▽
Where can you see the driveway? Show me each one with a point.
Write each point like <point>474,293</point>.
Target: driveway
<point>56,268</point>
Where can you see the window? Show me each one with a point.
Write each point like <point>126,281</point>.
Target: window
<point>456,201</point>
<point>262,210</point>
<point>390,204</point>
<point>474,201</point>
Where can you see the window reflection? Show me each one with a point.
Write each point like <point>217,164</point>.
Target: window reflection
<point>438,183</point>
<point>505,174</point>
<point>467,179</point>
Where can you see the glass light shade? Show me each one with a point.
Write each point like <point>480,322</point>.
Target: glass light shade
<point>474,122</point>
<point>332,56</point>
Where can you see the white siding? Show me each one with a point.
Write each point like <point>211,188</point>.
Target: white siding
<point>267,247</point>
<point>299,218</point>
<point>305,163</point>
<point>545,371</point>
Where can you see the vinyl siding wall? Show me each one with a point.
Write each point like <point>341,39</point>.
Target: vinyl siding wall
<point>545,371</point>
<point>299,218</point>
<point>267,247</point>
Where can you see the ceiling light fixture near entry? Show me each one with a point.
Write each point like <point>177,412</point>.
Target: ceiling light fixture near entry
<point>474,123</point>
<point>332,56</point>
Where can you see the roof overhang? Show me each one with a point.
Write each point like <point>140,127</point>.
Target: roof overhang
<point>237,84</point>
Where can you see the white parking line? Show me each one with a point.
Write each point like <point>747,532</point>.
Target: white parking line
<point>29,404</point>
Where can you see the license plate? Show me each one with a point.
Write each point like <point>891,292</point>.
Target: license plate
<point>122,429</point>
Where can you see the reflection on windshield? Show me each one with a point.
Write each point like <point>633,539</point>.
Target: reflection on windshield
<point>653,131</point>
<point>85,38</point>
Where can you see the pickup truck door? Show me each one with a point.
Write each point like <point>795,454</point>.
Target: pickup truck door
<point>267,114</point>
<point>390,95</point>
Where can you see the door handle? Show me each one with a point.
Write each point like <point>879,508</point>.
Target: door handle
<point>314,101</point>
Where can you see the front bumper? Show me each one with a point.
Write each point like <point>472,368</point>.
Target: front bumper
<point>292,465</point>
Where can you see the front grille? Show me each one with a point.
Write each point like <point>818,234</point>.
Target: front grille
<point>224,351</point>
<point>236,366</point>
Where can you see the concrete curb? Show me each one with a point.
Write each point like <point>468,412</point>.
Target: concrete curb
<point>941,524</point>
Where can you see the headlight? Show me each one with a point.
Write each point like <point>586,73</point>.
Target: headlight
△
The full listing above should be returned exactly as supplied.

Where can you see the driveway? Show me each one with a point.
Write each point like <point>474,293</point>.
Target: driveway
<point>56,268</point>
Where can you see the window? Show me each one with a point.
Write each point like <point>126,281</point>.
Target: window
<point>456,201</point>
<point>262,210</point>
<point>390,204</point>
<point>474,201</point>
Where can you see the window reflection? Show me each one with a point.
Write each point like <point>217,164</point>.
Target: window reflection
<point>438,183</point>
<point>505,174</point>
<point>467,179</point>
Where can you see the glass light shade? Show me each one with a point.
Write each point like <point>480,322</point>.
Target: glass light shade
<point>474,122</point>
<point>332,56</point>
Where can you see the white siding? Show me each one with a point.
Write each point like <point>211,188</point>.
Target: white siding
<point>267,247</point>
<point>299,218</point>
<point>305,163</point>
<point>545,371</point>
Where can you see the vinyl siding wall? Show me each one with a point.
Write each point like <point>341,39</point>.
Target: vinyl siding wall
<point>545,371</point>
<point>299,218</point>
<point>267,247</point>
Where can you see the ceiling light fixture near entry? Show me each one with a point.
Write each point like <point>177,412</point>.
Target: ceiling light fixture near entry
<point>474,123</point>
<point>332,56</point>
Where can you see the roof overhang? Show me each one with a point.
Write each point like <point>140,127</point>.
Target: roof overhang
<point>237,84</point>
Where can you see the white parking line? Show me each one with a point.
Write each point like <point>747,532</point>.
Target: white parking line
<point>29,404</point>
Where can you see the license plate? Show me each one with a point.
Write each point like <point>891,292</point>.
Target: license plate
<point>122,429</point>
Where can you see the reflection on windshield? Show me each one with a point.
Write each point like <point>633,539</point>.
Target: reflection on windshield
<point>653,131</point>
<point>85,38</point>
Where can you see the pickup truck door? Show me each one with a point.
Write each point like <point>795,454</point>.
Target: pickup truck door
<point>267,114</point>
<point>390,95</point>
Where can you see the door handle? Show me each one with a point.
Write each point like <point>879,508</point>.
Target: door handle
<point>314,101</point>
Where can you see the front bumper? Show me each one with a point.
Write each point like <point>472,368</point>.
Target: front bumper
<point>292,465</point>
Where can you see the front grille? Show me each one with a point.
Write each point like <point>818,234</point>.
Target: front grille
<point>224,351</point>
<point>236,366</point>
Where can you see the concrete curb? Show me each one with a point.
Write each point like <point>468,412</point>.
Target: concrete curb
<point>941,524</point>
Where can you see the headlight? Show me each one with a point.
Write each point like <point>586,73</point>.
Target: headlight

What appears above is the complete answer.